_TEXTE CITÉ_
·····

La modification
Michel Butor
Minuit, 2008
(L'exemplaire de la bibli a lui aussi voyagé, et domine les voies de la gare de N.)
Lire La modification peu après Paris-Briançon (que j'ai dévoré) ce n'est peut-être pas équitable pour Philippe Besson, là on ne boxe pas trop dans la même catégorie. Peu importe, après quelques tours de roue dans un compartiment et l'interrogation devant tous ces détails futiles ou inutiles, j'ai adhéré et terminé peu après, franchement admirative!
Comme d'habitude, j'ai gardé ma casquette de lectrice basique, garantie sans études de lettres, et puisqu'à la fin, grâce à 'Le réalisme mythologique' écrit par Michel Leiris (qui décortique et révèle l'histoire, donc passionnant mais à lire après) j'ai réalisé que j'avais compris 90% du roman, ça va. wikipedia est aussi fort bien, mais raconte tout.

·····

_ACTIONS REQUISES_
**1.** Recopiez dans la critique de La modification tout ce qui va de "Comme d'habitude, j'ai" jusqu'à "mais raconte tout.".
**2.** Relevez toutes les personnes désignées par leur nom dans la critique de La modification.

_MATÉRIEL_

·····

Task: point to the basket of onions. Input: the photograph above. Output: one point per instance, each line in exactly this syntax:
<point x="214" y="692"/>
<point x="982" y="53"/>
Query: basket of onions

·····

_RÉPONSES PAR TÂCHE_
**1.**
Comme d'habitude, j'ai gardé ma casquette de lectrice basique, garantie sans études de lettres, et puisqu'à la fin, grâce à 'Le réalisme mythologique' écrit par Michel Leiris (qui décortique et révèle l'histoire, donc passionnant mais à lire après) j'ai réalisé que j'avais compris 90% du roman, ça va. wikipedia est aussi fort bien, mais raconte tout.

**2.**
- Michel Butor
- Philippe Besson
- Michel Leiris